--- Start of EXERCISE INPUTS ---
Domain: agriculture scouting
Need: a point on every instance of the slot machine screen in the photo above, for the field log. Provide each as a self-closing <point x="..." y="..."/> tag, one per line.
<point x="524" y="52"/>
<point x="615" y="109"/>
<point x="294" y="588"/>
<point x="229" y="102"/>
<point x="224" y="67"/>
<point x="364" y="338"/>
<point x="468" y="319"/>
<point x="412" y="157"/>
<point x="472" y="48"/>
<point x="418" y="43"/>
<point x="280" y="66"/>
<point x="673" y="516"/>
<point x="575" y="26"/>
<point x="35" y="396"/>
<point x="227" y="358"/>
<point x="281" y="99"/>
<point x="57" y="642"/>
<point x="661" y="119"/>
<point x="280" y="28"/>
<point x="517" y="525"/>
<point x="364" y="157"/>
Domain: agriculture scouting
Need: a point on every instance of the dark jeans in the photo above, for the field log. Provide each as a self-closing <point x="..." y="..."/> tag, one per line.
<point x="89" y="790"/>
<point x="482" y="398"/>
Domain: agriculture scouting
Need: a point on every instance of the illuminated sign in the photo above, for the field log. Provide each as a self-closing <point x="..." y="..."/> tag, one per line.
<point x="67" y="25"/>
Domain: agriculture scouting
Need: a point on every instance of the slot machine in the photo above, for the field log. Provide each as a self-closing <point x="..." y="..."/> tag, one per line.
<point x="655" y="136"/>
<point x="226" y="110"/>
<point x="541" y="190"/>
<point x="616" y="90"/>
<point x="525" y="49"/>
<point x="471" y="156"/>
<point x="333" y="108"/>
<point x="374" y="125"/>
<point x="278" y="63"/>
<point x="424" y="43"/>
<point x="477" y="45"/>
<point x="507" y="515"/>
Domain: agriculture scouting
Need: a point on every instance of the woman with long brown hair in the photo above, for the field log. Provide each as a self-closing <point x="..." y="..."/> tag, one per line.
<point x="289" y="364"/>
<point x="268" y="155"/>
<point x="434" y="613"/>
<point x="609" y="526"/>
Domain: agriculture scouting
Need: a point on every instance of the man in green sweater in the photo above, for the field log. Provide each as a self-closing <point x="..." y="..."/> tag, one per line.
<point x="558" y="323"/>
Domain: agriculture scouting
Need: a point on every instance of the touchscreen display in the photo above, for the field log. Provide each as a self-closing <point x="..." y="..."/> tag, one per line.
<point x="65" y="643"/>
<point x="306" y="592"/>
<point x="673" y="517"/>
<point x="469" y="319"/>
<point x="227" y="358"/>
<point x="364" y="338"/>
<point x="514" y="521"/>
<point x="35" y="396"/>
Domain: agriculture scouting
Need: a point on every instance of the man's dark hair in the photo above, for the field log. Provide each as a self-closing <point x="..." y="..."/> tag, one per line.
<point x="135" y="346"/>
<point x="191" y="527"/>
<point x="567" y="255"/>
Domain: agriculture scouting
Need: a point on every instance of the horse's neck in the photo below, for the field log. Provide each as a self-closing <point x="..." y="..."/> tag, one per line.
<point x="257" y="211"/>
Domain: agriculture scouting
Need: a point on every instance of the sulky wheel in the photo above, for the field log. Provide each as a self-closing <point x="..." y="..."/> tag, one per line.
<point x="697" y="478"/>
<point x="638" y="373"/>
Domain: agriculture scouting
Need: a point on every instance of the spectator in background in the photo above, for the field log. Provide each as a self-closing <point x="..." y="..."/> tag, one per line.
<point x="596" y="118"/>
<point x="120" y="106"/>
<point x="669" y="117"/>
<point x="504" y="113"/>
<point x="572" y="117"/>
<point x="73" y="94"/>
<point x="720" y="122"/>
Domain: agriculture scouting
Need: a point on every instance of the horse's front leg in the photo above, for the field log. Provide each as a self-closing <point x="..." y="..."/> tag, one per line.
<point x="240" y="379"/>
--- End of EXERCISE INPUTS ---
▸ **EXERCISE REQUIREMENTS**:
How many lines of the material above contain the string "slot", matching case exactly? Give only the number.

▸ **RESPONSE**:
2